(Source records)
--

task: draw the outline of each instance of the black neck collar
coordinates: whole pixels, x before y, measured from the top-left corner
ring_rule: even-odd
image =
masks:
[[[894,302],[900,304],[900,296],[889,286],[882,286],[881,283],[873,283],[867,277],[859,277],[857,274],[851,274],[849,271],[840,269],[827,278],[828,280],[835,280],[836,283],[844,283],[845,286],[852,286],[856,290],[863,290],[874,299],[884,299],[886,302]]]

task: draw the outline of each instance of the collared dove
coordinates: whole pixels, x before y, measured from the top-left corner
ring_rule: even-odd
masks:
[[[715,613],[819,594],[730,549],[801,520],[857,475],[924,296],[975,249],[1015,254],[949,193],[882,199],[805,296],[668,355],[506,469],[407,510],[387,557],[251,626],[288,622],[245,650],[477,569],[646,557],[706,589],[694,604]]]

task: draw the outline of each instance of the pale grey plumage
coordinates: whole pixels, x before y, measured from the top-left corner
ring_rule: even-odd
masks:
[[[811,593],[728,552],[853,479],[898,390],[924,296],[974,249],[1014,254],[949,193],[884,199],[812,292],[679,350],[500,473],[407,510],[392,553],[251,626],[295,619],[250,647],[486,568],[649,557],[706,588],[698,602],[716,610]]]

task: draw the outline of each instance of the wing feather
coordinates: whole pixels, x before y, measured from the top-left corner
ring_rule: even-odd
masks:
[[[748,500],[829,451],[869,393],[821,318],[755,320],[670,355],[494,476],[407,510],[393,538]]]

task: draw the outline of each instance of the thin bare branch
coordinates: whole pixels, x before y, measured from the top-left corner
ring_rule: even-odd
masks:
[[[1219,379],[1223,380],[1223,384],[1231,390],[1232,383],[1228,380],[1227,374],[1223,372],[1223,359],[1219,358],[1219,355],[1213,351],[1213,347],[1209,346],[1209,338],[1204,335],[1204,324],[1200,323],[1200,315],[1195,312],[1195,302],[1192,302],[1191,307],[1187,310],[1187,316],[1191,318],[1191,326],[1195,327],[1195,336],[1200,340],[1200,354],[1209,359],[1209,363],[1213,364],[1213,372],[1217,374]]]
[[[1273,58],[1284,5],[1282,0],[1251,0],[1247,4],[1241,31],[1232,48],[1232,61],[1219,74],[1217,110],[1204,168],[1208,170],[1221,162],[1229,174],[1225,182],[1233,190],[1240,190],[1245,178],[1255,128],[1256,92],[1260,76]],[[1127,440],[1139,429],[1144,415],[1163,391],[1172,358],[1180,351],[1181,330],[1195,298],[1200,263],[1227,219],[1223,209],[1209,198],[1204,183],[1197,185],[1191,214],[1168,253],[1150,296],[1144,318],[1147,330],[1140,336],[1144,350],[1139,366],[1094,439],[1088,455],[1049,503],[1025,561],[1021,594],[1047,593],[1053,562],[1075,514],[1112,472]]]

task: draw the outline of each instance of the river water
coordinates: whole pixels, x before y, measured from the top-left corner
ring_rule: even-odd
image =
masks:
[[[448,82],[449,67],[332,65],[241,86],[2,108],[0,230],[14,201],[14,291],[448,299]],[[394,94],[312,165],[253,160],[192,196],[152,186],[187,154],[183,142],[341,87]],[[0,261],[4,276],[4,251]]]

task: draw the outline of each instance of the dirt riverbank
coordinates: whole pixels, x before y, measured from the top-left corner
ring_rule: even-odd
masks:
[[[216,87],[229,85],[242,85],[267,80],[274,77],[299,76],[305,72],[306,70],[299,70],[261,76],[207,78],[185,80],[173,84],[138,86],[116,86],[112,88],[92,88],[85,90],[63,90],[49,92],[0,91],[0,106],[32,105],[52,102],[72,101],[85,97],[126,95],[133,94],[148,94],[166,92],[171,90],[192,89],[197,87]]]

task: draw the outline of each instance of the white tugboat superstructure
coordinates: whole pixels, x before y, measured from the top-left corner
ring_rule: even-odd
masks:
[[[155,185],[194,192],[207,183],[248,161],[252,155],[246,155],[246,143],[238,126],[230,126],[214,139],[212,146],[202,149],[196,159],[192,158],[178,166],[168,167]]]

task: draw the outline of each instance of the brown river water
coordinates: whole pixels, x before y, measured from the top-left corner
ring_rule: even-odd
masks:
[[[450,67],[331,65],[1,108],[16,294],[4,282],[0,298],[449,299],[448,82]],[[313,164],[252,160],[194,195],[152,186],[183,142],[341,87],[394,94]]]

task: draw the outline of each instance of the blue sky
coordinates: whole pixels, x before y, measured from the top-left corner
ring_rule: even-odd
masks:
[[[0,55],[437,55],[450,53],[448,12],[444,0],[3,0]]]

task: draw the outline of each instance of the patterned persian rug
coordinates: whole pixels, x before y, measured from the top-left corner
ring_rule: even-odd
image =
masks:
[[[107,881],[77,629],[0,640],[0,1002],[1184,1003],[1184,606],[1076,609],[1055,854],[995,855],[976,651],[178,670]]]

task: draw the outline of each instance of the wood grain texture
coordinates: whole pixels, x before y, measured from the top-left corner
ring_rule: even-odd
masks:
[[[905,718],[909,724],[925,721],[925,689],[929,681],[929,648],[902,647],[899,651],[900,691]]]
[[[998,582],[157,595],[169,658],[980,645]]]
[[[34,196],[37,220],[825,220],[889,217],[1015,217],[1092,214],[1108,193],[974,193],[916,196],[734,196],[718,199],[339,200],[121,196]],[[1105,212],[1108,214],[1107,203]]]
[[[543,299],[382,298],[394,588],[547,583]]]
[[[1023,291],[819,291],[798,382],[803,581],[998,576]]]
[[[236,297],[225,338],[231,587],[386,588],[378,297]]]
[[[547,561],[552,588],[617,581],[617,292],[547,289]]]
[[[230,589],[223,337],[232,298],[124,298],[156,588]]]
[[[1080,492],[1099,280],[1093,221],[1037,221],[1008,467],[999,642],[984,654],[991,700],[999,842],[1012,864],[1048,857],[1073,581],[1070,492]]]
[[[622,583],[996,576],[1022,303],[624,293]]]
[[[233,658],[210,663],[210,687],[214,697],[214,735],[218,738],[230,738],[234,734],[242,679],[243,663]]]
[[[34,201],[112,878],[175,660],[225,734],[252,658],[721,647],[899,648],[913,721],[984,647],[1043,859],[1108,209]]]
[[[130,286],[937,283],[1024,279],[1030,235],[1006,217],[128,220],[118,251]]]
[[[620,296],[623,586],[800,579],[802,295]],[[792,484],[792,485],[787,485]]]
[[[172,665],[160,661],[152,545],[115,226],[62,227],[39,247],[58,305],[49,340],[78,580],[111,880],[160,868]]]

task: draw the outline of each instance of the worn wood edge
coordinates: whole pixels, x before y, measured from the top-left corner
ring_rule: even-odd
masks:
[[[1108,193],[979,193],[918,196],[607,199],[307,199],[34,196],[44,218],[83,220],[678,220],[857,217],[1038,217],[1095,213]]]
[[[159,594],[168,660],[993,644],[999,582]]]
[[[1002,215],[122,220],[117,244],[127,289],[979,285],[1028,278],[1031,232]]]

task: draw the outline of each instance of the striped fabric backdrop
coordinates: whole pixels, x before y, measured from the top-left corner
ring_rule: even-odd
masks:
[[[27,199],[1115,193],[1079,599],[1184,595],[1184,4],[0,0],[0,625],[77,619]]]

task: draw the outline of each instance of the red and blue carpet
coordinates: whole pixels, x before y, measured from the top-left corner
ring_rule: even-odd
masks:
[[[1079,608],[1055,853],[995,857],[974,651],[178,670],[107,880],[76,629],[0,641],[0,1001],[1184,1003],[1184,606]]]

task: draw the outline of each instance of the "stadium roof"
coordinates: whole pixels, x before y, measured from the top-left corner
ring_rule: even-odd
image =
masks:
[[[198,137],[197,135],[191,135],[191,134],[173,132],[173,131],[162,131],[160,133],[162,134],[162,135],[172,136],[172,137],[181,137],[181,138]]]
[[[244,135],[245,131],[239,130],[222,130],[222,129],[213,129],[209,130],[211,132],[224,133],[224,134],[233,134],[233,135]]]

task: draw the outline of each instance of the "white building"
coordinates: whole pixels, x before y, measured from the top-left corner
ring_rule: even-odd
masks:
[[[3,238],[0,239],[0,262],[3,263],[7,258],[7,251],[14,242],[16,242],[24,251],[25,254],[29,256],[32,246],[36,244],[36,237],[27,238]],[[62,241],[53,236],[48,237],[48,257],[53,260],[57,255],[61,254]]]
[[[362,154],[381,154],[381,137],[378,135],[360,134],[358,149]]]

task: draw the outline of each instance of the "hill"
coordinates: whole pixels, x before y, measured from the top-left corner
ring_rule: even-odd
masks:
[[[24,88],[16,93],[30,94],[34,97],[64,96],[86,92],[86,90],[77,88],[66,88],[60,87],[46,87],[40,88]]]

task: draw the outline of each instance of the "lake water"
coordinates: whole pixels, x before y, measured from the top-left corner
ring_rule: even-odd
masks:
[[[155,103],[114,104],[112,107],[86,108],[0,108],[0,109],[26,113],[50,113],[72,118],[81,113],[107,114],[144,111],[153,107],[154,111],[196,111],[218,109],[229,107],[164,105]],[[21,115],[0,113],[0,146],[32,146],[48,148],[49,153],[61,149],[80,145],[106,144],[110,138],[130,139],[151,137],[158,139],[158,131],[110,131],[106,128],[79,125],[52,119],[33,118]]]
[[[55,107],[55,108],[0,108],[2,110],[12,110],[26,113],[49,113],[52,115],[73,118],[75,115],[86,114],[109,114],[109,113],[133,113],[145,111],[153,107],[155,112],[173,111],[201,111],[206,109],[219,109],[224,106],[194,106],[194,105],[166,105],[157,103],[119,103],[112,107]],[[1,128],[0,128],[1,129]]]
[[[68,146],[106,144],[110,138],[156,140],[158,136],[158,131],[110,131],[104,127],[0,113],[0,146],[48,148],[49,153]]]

--

#### [What is required]
Rewrite the rows between the line holding "task: draw the outline of each instance of the river" and the line holding "[[[0,55],[437,55],[450,53],[448,12],[444,0],[3,0]]]", inclusive, as a numbered list that leaves out blank lines.

#### [Full response]
1. task: draw the outline of each instance of the river water
2. coordinates: whole pixels, x before y, measured from the top-left corner
3. ring_rule: even-odd
4. image =
5. masks:
6. [[[448,82],[449,67],[332,65],[241,86],[2,108],[0,230],[14,201],[14,291],[448,299]],[[394,94],[312,165],[253,160],[192,196],[152,186],[187,154],[183,142],[341,87]],[[0,261],[4,276],[4,251]]]
7. task: draw the outline of each instance of the dirt riverbank
8. coordinates: whole pixels, x before y, measured from the top-left corner
9. ring_rule: even-odd
10. masks:
11. [[[216,87],[229,85],[242,85],[267,80],[274,77],[299,76],[305,72],[306,70],[299,70],[261,76],[207,78],[185,80],[173,84],[138,86],[116,86],[112,88],[92,88],[85,90],[63,90],[49,92],[0,91],[0,106],[32,105],[52,102],[72,101],[85,97],[126,95],[133,94],[148,94],[166,92],[171,90],[192,89],[197,87]]]
12. task: draw the outline of each instance of the white tugboat superstructure
13. coordinates: whole pixels, x before y, measured from the top-left corner
14. ring_rule: even-odd
15. masks:
16. [[[155,185],[194,192],[207,183],[248,161],[252,155],[246,155],[246,143],[238,126],[230,126],[214,139],[212,146],[202,149],[196,159],[192,158],[178,166],[168,167]]]
17. task: draw the outline of each instance of the brown river water
18. coordinates: whole pixels, x before y, measured from the top-left corner
19. ring_rule: even-odd
20. masks:
21. [[[450,67],[331,65],[1,108],[16,294],[4,282],[0,298],[449,299],[448,82]],[[313,164],[252,160],[194,195],[152,186],[183,142],[341,87],[394,94]]]
22. task: draw the outline of each instance of the blue sky
23. coordinates: whole pixels, x before y, measured from the top-left corner
24. ring_rule: even-odd
25. masks:
26. [[[0,55],[437,55],[450,53],[448,12],[444,0],[3,0]]]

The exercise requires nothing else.